WRITTEN TASK
Edit the records from the line with "target: blue-gray bill" to the line with "650 83 L 632", changing "self-closing" to "self-terminating" and leaving all else as it stands. Give back only those lines.

"""

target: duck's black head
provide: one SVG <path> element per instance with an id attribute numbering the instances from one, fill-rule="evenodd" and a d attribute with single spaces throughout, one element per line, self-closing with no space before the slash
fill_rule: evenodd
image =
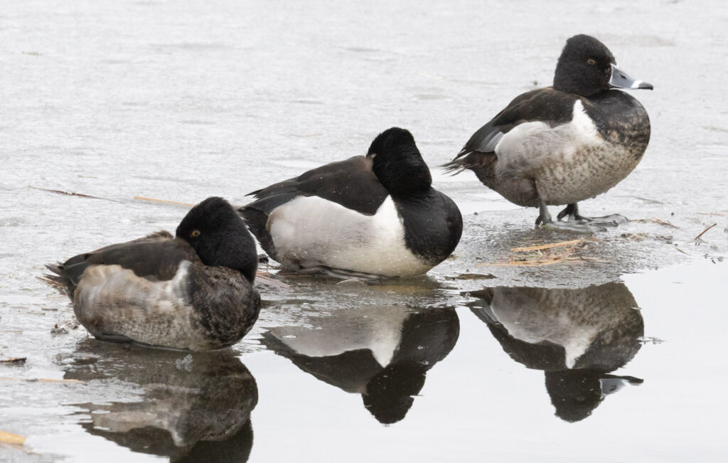
<path id="1" fill-rule="evenodd" d="M 191 209 L 177 227 L 205 265 L 240 271 L 253 282 L 258 268 L 256 243 L 245 222 L 222 198 L 207 198 Z"/>
<path id="2" fill-rule="evenodd" d="M 594 37 L 585 34 L 566 41 L 556 64 L 553 87 L 588 97 L 611 88 L 652 90 L 652 84 L 635 80 L 617 66 L 614 56 Z"/>
<path id="3" fill-rule="evenodd" d="M 604 44 L 591 36 L 574 36 L 566 41 L 558 58 L 553 87 L 581 96 L 609 90 L 614 63 L 614 56 Z"/>
<path id="4" fill-rule="evenodd" d="M 392 194 L 427 191 L 432 183 L 414 138 L 404 129 L 393 127 L 378 135 L 366 157 L 372 160 L 374 175 Z"/>

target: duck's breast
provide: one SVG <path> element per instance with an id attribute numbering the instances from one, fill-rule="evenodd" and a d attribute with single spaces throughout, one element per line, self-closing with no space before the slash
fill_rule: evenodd
<path id="1" fill-rule="evenodd" d="M 623 180 L 646 148 L 644 125 L 628 127 L 635 117 L 620 115 L 618 105 L 587 105 L 592 109 L 577 100 L 569 123 L 528 122 L 506 134 L 496 149 L 499 174 L 533 179 L 539 196 L 554 205 L 593 197 Z M 649 120 L 647 133 L 649 140 Z"/>
<path id="2" fill-rule="evenodd" d="M 373 215 L 301 197 L 274 210 L 268 229 L 281 263 L 296 269 L 325 266 L 408 277 L 432 266 L 405 246 L 402 219 L 391 197 Z"/>
<path id="3" fill-rule="evenodd" d="M 197 350 L 201 340 L 189 290 L 191 265 L 182 261 L 174 277 L 162 281 L 119 265 L 90 266 L 74 295 L 76 316 L 102 339 Z"/>

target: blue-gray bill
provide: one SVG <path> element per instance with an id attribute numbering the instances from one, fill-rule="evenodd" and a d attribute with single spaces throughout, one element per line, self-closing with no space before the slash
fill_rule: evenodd
<path id="1" fill-rule="evenodd" d="M 650 83 L 632 79 L 616 64 L 612 65 L 612 78 L 609 79 L 609 85 L 614 88 L 623 88 L 630 90 L 652 90 L 654 89 Z"/>

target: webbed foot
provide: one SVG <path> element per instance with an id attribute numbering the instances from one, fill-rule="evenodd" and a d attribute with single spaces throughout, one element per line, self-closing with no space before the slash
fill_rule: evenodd
<path id="1" fill-rule="evenodd" d="M 577 222 L 581 223 L 588 223 L 597 227 L 617 226 L 620 223 L 626 223 L 629 220 L 624 215 L 620 214 L 612 214 L 603 217 L 586 217 L 579 213 L 579 206 L 576 202 L 567 205 L 563 210 L 558 213 L 556 219 L 561 221 L 564 217 L 569 216 L 569 222 Z"/>

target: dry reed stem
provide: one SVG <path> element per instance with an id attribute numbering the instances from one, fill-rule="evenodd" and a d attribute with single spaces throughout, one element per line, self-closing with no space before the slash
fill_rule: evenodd
<path id="1" fill-rule="evenodd" d="M 704 235 L 705 234 L 705 232 L 708 232 L 708 230 L 710 230 L 711 229 L 712 229 L 713 227 L 714 227 L 716 225 L 718 225 L 718 223 L 713 223 L 713 225 L 710 226 L 709 227 L 708 227 L 707 229 L 705 229 L 705 230 L 703 230 L 703 232 L 700 233 L 700 234 L 699 234 L 697 237 L 695 237 L 695 241 L 697 241 L 698 240 L 700 240 L 700 237 L 702 237 L 703 235 Z"/>
<path id="2" fill-rule="evenodd" d="M 190 204 L 189 202 L 179 202 L 178 201 L 170 201 L 169 199 L 157 199 L 155 198 L 146 198 L 143 196 L 135 196 L 135 199 L 140 199 L 141 201 L 150 201 L 151 202 L 163 202 L 165 204 L 173 204 L 177 206 L 187 206 L 188 207 L 194 207 L 194 204 Z"/>
<path id="3" fill-rule="evenodd" d="M 12 434 L 11 432 L 6 432 L 5 431 L 0 431 L 0 442 L 3 443 L 22 446 L 25 443 L 25 438 L 22 435 L 17 435 L 17 434 Z"/>

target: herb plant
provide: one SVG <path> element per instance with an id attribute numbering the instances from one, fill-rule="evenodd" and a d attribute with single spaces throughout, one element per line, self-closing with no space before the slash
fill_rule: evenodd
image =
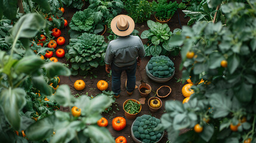
<path id="1" fill-rule="evenodd" d="M 156 17 L 158 20 L 165 21 L 172 17 L 177 11 L 178 4 L 176 1 L 170 1 L 168 4 L 167 0 L 158 0 L 158 2 L 153 2 L 153 5 Z"/>
<path id="2" fill-rule="evenodd" d="M 148 45 L 144 45 L 146 56 L 169 55 L 171 51 L 179 51 L 178 46 L 169 45 L 169 38 L 180 29 L 176 29 L 174 33 L 170 31 L 170 28 L 166 23 L 161 24 L 154 22 L 152 20 L 147 21 L 149 30 L 144 30 L 141 33 L 141 39 L 148 39 Z"/>
<path id="3" fill-rule="evenodd" d="M 147 0 L 127 0 L 125 8 L 135 23 L 150 19 L 153 11 L 152 3 Z"/>
<path id="4" fill-rule="evenodd" d="M 104 58 L 107 44 L 104 36 L 84 33 L 76 39 L 70 39 L 65 55 L 72 63 L 73 75 L 84 76 L 93 68 L 104 65 Z"/>

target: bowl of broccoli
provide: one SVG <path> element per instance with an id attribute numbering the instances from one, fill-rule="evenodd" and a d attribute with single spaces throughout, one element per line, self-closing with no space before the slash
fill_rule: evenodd
<path id="1" fill-rule="evenodd" d="M 164 131 L 155 131 L 154 129 L 160 123 L 160 119 L 147 114 L 137 117 L 131 128 L 133 140 L 137 143 L 159 142 L 164 136 Z"/>
<path id="2" fill-rule="evenodd" d="M 174 64 L 168 57 L 157 55 L 149 60 L 146 66 L 146 72 L 152 80 L 159 83 L 166 82 L 174 75 Z"/>

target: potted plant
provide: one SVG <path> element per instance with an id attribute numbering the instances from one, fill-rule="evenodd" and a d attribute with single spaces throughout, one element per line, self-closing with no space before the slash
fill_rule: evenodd
<path id="1" fill-rule="evenodd" d="M 150 20 L 147 24 L 150 29 L 143 31 L 140 35 L 141 39 L 148 39 L 148 45 L 144 45 L 146 56 L 168 55 L 173 52 L 179 53 L 180 47 L 170 45 L 170 39 L 181 29 L 175 29 L 172 32 L 167 24 L 156 23 Z"/>
<path id="2" fill-rule="evenodd" d="M 146 66 L 146 71 L 153 81 L 166 82 L 174 75 L 174 64 L 168 57 L 158 55 L 151 58 Z"/>
<path id="3" fill-rule="evenodd" d="M 125 117 L 128 119 L 133 119 L 141 110 L 141 104 L 135 100 L 129 99 L 124 102 L 123 108 Z"/>
<path id="4" fill-rule="evenodd" d="M 160 100 L 160 98 L 158 97 L 156 97 L 156 94 L 154 97 L 149 98 L 147 101 L 147 104 L 149 107 L 149 110 L 150 110 L 152 112 L 157 111 L 158 109 L 161 108 L 162 104 L 161 100 Z"/>
<path id="5" fill-rule="evenodd" d="M 144 114 L 136 118 L 131 128 L 133 140 L 137 143 L 159 142 L 164 136 L 164 131 L 155 130 L 161 123 L 159 119 Z"/>
<path id="6" fill-rule="evenodd" d="M 167 2 L 167 0 L 158 0 L 153 2 L 155 18 L 160 23 L 167 23 L 177 11 L 179 4 L 176 1 Z"/>

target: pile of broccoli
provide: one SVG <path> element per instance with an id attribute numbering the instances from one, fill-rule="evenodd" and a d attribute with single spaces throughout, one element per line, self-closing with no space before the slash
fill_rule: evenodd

"""

EXERCISE ANSWER
target: blue-gray bill
provide: one SVG <path> element per instance with an id attribute numbering the instances from one, fill-rule="evenodd" and a d attribute with single spaces throughout, one element per line, self-terminating with no space before the slash
fill_rule: evenodd
<path id="1" fill-rule="evenodd" d="M 650 83 L 632 79 L 616 64 L 612 65 L 612 78 L 609 79 L 609 85 L 614 88 L 623 88 L 630 90 L 652 90 L 654 89 Z"/>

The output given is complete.